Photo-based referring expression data
↓↓↓

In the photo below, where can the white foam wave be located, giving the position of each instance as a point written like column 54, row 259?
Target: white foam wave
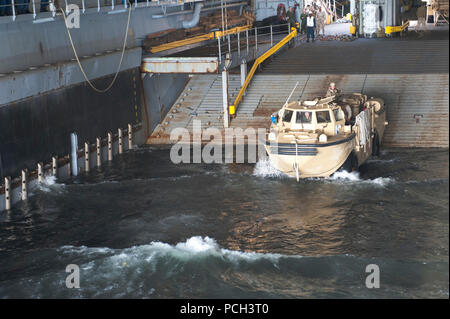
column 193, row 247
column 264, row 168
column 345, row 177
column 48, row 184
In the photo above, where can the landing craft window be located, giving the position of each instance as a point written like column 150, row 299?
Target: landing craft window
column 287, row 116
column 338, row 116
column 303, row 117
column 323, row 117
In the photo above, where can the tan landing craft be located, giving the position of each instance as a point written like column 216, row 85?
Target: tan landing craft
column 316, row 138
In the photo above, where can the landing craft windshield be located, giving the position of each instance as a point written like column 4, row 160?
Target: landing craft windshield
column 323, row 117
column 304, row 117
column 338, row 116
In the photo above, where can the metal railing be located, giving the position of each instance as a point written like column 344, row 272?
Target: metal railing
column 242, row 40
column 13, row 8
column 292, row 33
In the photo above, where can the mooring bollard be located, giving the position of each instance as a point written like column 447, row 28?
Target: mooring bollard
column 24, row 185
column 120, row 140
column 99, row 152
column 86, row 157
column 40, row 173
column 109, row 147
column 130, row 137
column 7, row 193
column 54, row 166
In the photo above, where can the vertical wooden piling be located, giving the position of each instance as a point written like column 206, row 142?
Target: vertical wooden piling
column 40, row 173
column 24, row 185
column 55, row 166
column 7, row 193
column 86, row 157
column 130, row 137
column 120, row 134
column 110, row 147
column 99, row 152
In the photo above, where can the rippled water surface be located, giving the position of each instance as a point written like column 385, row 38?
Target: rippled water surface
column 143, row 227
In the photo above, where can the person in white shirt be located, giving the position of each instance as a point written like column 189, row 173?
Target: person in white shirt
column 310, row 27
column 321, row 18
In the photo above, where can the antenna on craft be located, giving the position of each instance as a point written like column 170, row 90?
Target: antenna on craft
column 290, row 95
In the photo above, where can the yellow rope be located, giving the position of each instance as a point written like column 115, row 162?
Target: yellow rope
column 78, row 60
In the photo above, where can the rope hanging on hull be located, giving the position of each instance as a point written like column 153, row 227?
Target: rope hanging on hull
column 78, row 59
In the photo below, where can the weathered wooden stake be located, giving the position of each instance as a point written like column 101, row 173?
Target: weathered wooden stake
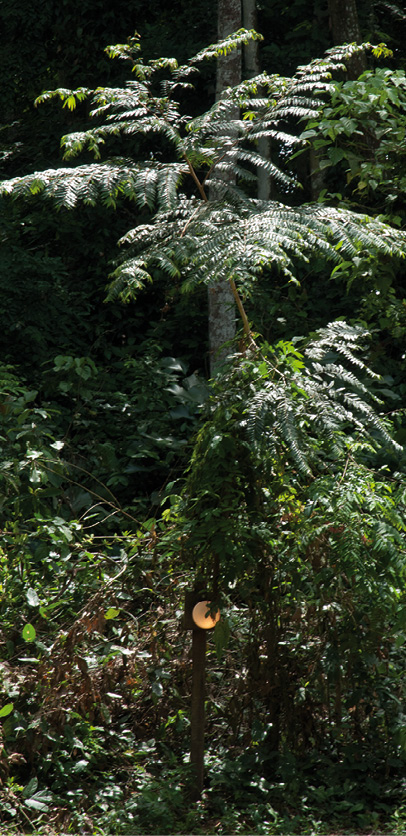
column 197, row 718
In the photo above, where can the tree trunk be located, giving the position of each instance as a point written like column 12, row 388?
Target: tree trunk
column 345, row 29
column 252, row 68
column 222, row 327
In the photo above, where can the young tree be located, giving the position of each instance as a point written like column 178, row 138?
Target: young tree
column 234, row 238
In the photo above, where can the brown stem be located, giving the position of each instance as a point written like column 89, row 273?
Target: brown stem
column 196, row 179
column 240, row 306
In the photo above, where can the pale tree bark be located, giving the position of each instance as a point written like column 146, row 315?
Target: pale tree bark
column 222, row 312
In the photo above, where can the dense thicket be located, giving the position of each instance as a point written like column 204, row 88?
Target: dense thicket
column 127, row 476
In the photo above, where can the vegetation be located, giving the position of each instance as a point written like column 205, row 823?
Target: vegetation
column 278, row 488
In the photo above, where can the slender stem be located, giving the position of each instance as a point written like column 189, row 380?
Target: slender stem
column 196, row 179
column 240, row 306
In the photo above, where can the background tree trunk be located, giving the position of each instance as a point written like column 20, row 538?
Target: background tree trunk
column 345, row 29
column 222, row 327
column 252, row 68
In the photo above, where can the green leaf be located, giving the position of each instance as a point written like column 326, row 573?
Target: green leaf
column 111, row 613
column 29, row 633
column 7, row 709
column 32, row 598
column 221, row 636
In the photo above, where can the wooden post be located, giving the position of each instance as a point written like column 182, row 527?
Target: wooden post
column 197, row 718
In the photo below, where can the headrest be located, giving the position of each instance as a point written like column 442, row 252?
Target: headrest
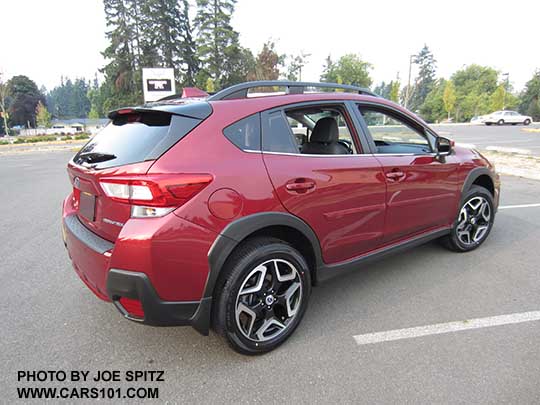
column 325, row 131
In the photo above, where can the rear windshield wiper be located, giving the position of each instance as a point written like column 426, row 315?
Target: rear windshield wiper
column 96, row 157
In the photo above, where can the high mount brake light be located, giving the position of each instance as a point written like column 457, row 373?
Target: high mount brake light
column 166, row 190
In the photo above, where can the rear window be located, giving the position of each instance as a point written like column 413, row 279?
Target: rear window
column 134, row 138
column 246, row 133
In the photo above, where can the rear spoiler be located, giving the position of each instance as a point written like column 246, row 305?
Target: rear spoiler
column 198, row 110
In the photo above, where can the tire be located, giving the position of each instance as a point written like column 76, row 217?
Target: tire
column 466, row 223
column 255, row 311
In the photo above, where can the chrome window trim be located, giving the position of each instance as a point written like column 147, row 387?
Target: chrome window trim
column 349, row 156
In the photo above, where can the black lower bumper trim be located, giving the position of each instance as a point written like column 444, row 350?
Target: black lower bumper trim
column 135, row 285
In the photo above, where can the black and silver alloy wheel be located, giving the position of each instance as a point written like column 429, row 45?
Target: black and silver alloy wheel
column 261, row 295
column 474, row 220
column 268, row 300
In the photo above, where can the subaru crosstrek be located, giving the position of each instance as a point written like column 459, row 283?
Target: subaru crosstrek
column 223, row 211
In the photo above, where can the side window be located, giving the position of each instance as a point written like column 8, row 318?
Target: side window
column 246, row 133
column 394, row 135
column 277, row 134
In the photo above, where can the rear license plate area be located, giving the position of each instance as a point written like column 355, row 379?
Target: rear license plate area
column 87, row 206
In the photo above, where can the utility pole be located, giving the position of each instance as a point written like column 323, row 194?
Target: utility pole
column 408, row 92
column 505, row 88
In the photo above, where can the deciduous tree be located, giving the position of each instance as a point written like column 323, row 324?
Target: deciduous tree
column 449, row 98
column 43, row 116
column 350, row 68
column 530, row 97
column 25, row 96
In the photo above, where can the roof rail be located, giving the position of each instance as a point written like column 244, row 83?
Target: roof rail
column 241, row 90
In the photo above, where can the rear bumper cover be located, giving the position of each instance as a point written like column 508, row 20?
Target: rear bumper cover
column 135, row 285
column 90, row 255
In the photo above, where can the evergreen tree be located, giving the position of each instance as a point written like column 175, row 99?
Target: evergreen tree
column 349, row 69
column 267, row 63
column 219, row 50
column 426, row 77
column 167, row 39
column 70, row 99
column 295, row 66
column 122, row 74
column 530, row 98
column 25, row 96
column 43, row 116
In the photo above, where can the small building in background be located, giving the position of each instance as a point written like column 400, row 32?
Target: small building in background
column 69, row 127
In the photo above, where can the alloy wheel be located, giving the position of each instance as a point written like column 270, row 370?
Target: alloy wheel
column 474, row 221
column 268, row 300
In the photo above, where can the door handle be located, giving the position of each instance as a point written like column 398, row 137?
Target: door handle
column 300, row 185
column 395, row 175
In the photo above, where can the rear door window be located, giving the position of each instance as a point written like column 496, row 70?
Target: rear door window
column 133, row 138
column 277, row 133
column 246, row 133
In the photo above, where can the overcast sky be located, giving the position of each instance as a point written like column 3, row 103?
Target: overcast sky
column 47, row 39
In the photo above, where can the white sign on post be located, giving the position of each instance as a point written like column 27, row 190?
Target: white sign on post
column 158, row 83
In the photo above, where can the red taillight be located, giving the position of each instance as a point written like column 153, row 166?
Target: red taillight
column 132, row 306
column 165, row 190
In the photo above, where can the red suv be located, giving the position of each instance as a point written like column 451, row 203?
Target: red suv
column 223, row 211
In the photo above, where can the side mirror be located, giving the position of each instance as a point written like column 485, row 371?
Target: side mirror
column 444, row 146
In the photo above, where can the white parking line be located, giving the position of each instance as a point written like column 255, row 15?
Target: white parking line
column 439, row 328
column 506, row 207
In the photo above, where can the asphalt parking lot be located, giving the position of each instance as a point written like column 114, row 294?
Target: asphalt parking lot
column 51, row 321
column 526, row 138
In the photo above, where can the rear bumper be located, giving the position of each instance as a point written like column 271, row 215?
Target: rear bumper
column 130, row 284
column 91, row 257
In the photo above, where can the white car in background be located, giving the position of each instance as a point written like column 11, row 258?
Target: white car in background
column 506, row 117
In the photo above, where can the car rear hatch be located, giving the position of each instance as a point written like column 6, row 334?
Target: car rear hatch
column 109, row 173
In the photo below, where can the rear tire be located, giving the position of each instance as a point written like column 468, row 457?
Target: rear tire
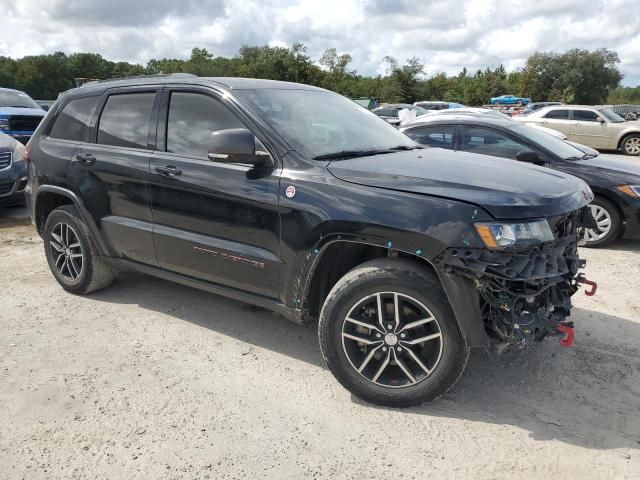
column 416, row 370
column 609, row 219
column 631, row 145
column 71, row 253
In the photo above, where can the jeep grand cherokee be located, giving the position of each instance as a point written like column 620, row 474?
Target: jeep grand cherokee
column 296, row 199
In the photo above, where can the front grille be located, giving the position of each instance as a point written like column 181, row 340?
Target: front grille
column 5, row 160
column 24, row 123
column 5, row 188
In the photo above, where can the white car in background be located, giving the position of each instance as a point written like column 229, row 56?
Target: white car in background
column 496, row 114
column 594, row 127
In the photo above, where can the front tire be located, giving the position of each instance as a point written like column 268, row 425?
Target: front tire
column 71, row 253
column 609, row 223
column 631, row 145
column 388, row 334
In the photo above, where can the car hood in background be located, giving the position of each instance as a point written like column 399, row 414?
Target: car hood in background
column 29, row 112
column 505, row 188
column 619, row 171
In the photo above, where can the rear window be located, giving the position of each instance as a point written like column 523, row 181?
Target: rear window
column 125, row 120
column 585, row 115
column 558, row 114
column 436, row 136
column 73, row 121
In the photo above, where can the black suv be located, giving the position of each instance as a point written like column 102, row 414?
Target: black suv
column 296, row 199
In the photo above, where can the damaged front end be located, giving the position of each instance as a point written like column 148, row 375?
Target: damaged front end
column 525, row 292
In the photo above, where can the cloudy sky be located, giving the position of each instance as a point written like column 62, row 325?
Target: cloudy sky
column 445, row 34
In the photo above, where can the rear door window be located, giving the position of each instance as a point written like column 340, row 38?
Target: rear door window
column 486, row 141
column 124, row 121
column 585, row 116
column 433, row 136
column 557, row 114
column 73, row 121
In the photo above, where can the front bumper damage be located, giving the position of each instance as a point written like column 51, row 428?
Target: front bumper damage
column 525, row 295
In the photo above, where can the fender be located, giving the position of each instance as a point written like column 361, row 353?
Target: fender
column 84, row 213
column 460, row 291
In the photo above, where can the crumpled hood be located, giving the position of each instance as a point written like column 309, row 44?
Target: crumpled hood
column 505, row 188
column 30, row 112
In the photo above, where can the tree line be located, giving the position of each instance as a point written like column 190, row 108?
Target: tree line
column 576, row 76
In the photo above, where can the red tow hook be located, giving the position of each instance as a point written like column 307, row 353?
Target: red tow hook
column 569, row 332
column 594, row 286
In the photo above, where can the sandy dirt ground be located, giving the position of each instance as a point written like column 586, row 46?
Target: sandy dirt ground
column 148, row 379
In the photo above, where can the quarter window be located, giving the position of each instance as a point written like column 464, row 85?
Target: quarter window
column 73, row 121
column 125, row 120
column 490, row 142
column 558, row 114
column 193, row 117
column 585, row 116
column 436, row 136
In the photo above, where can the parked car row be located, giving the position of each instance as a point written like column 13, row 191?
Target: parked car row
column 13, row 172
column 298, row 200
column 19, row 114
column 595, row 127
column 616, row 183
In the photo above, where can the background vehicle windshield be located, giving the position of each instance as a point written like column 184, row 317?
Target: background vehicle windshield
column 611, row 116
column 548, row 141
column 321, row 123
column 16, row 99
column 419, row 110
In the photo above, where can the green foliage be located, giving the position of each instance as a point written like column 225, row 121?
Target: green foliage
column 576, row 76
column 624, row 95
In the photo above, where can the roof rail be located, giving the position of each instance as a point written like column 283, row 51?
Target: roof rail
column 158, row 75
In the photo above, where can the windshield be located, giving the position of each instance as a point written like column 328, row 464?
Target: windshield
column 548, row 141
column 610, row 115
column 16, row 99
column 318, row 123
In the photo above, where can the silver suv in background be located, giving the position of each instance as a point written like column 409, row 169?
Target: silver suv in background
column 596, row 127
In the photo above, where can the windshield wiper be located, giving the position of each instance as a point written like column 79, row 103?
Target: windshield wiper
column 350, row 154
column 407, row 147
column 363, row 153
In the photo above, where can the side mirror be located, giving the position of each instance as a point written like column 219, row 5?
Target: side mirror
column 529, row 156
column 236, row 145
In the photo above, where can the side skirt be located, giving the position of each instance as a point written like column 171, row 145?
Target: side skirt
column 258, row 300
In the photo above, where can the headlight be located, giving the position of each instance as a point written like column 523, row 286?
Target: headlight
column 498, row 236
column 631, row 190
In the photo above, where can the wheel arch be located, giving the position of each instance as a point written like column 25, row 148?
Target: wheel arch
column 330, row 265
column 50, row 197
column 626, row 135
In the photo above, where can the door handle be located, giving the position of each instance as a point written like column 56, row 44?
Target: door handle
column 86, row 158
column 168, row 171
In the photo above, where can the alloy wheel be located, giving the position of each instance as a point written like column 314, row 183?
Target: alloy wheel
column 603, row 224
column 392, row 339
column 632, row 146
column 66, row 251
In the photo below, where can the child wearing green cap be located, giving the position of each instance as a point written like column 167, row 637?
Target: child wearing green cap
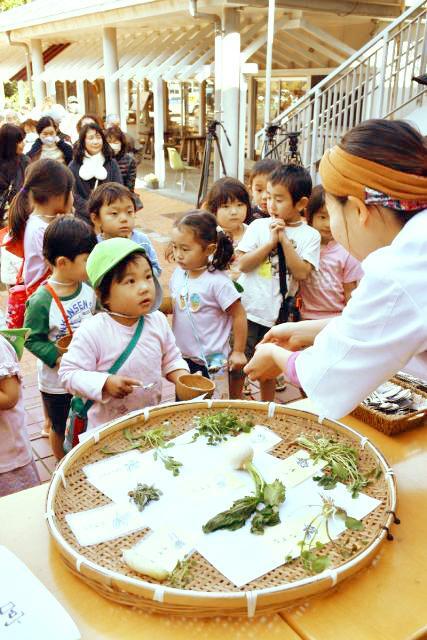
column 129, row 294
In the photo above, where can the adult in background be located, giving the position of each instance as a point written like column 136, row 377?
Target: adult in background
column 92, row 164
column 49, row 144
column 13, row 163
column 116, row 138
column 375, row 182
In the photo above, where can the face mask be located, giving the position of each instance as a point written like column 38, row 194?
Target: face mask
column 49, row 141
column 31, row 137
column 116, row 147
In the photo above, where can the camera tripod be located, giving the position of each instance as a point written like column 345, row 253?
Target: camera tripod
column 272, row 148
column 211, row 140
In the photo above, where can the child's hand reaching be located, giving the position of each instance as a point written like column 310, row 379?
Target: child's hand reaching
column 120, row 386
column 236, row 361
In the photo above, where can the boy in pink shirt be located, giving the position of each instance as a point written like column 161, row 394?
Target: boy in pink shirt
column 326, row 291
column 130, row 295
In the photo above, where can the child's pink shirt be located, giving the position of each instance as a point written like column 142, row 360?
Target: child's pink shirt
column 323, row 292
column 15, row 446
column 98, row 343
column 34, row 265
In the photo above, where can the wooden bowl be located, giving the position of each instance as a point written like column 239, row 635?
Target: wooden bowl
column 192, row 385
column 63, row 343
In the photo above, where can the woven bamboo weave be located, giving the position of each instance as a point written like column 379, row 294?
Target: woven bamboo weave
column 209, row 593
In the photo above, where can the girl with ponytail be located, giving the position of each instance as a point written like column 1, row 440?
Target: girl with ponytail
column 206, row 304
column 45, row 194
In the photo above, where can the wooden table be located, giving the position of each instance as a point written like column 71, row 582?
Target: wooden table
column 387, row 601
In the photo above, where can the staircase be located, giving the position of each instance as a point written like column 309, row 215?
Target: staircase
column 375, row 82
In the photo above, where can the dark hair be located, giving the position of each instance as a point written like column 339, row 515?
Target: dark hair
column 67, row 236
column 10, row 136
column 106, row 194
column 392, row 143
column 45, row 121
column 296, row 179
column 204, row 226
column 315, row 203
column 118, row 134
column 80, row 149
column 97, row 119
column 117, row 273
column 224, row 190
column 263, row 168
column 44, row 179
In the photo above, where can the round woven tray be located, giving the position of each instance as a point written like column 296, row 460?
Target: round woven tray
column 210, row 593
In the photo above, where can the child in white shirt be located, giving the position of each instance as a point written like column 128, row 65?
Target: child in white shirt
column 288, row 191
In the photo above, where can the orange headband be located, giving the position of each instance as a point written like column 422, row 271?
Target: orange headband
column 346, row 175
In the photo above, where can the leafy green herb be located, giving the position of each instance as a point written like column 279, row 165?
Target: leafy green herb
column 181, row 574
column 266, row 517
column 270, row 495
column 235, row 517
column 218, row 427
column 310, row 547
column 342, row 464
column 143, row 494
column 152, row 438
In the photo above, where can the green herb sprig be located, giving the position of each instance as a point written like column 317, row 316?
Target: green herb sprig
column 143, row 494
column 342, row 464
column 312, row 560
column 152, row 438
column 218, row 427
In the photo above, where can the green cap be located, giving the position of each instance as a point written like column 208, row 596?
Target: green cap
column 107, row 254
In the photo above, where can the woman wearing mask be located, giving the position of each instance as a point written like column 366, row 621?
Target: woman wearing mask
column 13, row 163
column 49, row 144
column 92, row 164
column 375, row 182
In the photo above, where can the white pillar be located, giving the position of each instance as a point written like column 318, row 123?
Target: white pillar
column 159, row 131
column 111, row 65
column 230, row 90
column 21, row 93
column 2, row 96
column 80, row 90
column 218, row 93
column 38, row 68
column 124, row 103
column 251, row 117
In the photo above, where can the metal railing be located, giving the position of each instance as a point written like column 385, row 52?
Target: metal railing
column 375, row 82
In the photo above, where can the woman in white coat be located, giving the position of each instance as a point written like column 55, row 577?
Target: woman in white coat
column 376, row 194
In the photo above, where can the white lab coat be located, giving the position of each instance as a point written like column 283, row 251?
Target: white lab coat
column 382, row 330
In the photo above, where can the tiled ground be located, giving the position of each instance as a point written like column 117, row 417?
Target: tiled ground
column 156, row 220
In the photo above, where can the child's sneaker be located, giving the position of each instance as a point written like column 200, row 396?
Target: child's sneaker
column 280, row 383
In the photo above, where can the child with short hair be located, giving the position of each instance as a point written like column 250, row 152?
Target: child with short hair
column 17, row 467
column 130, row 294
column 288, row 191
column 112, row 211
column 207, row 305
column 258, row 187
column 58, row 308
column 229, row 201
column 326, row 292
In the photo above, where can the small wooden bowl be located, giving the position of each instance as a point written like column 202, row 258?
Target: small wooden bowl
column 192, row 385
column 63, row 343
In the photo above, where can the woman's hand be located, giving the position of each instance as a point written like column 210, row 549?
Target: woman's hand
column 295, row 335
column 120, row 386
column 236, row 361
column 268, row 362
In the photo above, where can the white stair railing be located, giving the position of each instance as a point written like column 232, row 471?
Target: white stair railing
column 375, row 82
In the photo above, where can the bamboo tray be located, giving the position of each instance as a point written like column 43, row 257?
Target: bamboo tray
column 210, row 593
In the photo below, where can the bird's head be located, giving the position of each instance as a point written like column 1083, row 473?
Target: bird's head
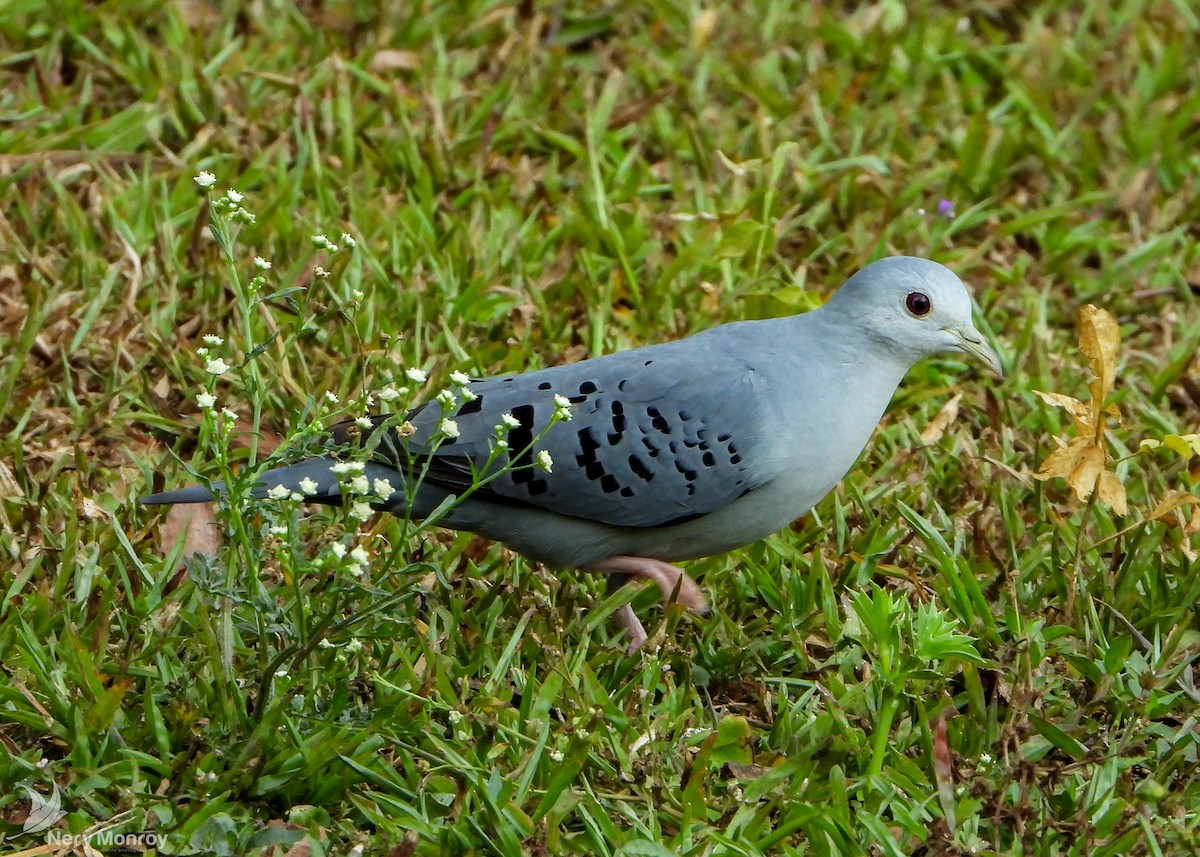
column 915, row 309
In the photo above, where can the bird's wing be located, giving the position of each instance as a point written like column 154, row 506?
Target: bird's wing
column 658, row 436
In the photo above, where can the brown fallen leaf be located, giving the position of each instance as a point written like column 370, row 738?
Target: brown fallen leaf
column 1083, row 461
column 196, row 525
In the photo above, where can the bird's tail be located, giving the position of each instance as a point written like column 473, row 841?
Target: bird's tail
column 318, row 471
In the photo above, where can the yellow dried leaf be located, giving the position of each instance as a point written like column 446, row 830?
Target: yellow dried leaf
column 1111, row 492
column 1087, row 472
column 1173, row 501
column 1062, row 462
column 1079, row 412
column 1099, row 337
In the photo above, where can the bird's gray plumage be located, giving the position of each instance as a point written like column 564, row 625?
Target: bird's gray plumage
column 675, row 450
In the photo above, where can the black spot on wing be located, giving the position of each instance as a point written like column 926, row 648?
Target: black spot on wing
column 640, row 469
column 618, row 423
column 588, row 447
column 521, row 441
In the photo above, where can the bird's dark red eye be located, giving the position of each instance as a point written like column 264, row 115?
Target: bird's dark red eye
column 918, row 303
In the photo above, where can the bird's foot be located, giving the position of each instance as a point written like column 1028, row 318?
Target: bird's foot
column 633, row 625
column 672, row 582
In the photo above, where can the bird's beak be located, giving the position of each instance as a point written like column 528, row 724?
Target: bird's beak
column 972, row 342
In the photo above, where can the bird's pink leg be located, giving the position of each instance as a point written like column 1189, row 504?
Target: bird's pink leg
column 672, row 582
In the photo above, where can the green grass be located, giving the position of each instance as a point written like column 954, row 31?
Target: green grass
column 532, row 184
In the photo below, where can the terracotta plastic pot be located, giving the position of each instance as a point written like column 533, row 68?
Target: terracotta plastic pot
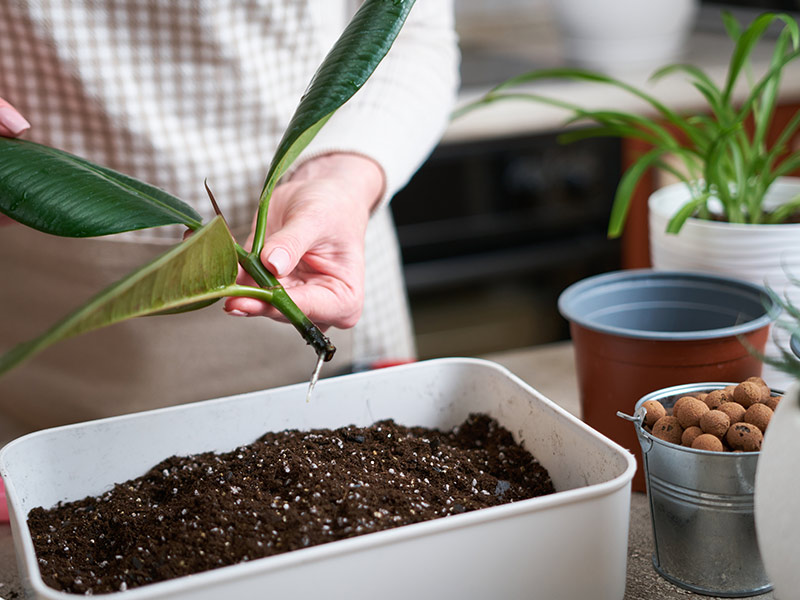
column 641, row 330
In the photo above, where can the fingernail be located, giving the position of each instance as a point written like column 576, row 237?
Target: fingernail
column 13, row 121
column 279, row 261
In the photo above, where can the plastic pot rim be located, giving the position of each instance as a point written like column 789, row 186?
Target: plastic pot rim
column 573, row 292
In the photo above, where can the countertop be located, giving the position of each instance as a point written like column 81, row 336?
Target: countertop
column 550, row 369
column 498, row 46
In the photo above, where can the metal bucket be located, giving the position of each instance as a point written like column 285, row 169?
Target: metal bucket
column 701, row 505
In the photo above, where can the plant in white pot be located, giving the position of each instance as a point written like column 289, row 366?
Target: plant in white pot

↑↑↑

Find the word "below" in the records and pull out each line that has it.

- _Output of the task_:
In the photo below, where can the white foam wave be located, giving the position of each instance as a point written like column 54, row 259?
In the photo below, where can the weathered wooden stake be located, giving the position of each instance as a point written like column 101, row 173?
In the photo below, where can the headrest be located, giving the position of each instance as a point written like column 442, row 252?
In the photo below, where can the rear tire be located, giving the position of each instance as a point written like column 468, row 457?
In the photo below, where can the child wearing green cap be located, giving the position of each instance as a point written like column 167, row 637?
In the photo below, where can the bird's head be located, giving the position of each instance as a point written like column 1083, row 473?
In the photo below, where can the terracotta plastic pot be located, giving the position of each instance as a point written like column 533, row 68?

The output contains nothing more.